• OBJETIVO A
Presenta como lista numerada las líneas de todos los registros y omite las líneas en blanco.

• FRAGMENTO DEL DOCUMENTO

No queda entonces sino una sonrisa: escéptica y lejana,
-aprendida muy pronto y útil años después-
de un largo trago acabar la bebida,
pagar la cuenta mientras pides un taxi
y decirte adiós con palabras banales.


La locura se equipara al acto poético. Escribir es enloquecer, pues toda escritura está condenada al silencio.


Y te reíste de mí, como mi madre
al ver que yo había nacido de ella. Tan inmenso
era el frío en las ciudades
que algunos sabían que no era locura
ni es, creer que caerán sobre mí…Será mi alma
buen alimento para perros?”
Y contestaste: “no esperes que
ella sirva para otra cosa: fue creada
y pensada lo mismo que tu cuerpo y tus huesos
 para la nutrición de los perros - lo mismo que tu palabra.

• MATERIALES PROPORCIONADOS
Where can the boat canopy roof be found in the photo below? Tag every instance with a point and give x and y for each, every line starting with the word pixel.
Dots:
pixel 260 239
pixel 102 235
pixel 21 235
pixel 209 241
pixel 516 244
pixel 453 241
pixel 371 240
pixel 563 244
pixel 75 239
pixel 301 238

• OBJETIVO B
Según el fragmento del documento, ¿por qué escribir es enloquecer?

• RESULTADO A
1. Where can the boat canopy roof be found in the photo below? Tag every instance with a point and give x and y for each, every line starting with the word pixel.
2. Dots:
3. pixel 260 239
4. pixel 102 235
5. pixel 21 235
6. pixel 209 241
7. pixel 516 244
8. pixel 453 241
9. pixel 371 240
10. pixel 563 244
11. pixel 75 239
12. pixel 301 238

• RESULTADO B
Escribir es enloquecer porque toda escritura está condenada al silencio. Por eso la locura se equipara al acto poético.